=== DOCUMENT ===

Hi everyone! I’d like to start an infrastructure/software/tools special interest group (SIG). We can find ourselves a name later, but this is the general idea.
Computational neuroscience cannot exist without the tools that we all rely on. So, this SIG will focus on these. We’ll find and discuss tools, we will learn how to use them, we will test and review them, we will file bugs to inform the developers of issues, and finally we will try to learn how they work and try to get involved in their development—to ensure that these tools that we rely on remain in good shape by having communities looking after them.
While we do all of this, we will improve our knowledge of transferable skills: anything involved in modern software development (which are not limited to only writing tools, but are extremely important/useful when developing models using these tools).
So if this sounds interesting to you, please give a short introduction of yourself—what you do, what your interests are; and follow that up with what you’d like to see the SIG do.
I’m Ankur. I trained in computing and moved to comp-neuro for my PhD. My PhD project at the UH Biocomputation Group was related to plasticity—structural and synaptic (CNS poster here). I used the NEST simulator, and a lot of Python for my data analysis. I’ve recently started as a post-doc at the Silver Lab at UCL where I work on the Open Source Brain platform, and learn about the Cerebellum and other data-driven projects that the lab undertakes.

=== GIVEN DATA ===

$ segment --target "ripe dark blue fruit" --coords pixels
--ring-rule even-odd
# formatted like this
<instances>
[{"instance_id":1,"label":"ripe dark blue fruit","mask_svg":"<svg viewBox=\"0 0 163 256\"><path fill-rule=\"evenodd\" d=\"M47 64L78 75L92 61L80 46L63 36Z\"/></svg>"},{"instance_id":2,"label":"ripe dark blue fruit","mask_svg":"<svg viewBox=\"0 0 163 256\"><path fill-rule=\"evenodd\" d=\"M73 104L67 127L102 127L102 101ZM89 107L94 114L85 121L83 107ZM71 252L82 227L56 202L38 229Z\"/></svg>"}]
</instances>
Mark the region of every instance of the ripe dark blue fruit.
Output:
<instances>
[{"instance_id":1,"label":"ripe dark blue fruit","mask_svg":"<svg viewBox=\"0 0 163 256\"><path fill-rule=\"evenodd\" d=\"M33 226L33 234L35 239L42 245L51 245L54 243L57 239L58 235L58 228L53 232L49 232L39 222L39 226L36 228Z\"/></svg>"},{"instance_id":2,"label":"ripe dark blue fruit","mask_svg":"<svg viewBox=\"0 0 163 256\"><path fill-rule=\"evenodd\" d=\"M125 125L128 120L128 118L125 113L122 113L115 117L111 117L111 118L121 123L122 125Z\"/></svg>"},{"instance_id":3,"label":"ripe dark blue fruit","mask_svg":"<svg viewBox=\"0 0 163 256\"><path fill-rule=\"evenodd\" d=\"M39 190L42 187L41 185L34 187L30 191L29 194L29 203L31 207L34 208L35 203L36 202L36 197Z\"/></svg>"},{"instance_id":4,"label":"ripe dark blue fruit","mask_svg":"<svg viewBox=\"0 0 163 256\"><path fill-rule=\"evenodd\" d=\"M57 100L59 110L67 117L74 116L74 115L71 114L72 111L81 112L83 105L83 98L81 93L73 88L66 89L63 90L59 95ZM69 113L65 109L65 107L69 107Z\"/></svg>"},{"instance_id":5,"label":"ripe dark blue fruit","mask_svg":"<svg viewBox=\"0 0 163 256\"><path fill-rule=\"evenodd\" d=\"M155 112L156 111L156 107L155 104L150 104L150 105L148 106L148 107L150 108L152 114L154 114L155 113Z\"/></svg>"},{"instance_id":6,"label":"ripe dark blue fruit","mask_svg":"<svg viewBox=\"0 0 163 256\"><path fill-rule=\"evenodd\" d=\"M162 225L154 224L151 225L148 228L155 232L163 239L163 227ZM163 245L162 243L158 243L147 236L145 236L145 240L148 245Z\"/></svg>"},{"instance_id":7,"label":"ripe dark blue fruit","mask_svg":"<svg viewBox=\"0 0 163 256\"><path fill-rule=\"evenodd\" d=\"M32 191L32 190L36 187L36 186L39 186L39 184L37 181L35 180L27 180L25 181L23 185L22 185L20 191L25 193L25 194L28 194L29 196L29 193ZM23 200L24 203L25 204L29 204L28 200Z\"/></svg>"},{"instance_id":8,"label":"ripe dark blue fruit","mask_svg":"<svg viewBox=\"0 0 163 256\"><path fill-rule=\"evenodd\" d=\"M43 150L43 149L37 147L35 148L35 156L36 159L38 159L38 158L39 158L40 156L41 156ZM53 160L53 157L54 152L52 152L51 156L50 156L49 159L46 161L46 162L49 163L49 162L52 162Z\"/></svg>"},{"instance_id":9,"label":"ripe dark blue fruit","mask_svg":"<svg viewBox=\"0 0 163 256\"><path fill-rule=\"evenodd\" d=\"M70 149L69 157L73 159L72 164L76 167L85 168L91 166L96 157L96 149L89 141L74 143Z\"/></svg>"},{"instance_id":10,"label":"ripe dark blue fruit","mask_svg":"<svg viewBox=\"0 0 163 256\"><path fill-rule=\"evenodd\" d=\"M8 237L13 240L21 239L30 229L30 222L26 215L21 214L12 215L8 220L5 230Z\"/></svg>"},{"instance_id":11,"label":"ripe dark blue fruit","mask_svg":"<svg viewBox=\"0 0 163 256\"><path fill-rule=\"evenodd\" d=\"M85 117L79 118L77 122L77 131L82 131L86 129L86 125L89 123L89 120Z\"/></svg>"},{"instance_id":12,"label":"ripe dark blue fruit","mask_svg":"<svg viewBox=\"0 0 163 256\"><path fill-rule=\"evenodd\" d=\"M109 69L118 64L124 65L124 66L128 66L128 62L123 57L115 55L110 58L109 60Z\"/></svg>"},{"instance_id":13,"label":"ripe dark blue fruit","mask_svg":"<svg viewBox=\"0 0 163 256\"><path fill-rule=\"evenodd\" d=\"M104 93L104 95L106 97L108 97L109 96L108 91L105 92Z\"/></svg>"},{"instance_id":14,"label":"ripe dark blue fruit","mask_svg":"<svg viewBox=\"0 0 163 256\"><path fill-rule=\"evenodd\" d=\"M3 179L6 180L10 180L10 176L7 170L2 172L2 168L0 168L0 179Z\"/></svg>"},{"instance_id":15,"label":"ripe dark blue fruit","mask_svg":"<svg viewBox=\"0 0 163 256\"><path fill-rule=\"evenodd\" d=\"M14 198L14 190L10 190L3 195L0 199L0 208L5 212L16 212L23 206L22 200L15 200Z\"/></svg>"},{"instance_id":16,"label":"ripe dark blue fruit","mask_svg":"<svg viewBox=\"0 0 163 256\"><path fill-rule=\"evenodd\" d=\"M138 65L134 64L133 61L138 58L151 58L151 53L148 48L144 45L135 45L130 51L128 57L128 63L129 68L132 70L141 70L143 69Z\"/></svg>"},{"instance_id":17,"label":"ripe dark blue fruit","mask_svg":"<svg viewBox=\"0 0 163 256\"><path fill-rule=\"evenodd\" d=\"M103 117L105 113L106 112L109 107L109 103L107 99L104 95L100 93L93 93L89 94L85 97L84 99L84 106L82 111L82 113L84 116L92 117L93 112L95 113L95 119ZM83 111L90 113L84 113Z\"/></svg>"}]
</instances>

===

**SET PROBLEM**
Please set down the passage of the SIG announcement above, word for word, from "Computational neuroscience cannot" up to and including "using these tools).".

**IN RESPONSE**
Computational neuroscience cannot exist without the tools that we all rely on. So, this SIG will focus on these. We’ll find and discuss tools, we will learn how to use them, we will test and review them, we will file bugs to inform the developers of issues, and finally we will try to learn how they work and try to get involved in their development—to ensure that these tools that we rely on remain in good shape by having communities looking after them.
While we do all of this, we will improve our knowledge of transferable skills: anything involved in modern software development (which are not limited to only writing tools, but are extremely important/useful when developing models using these tools).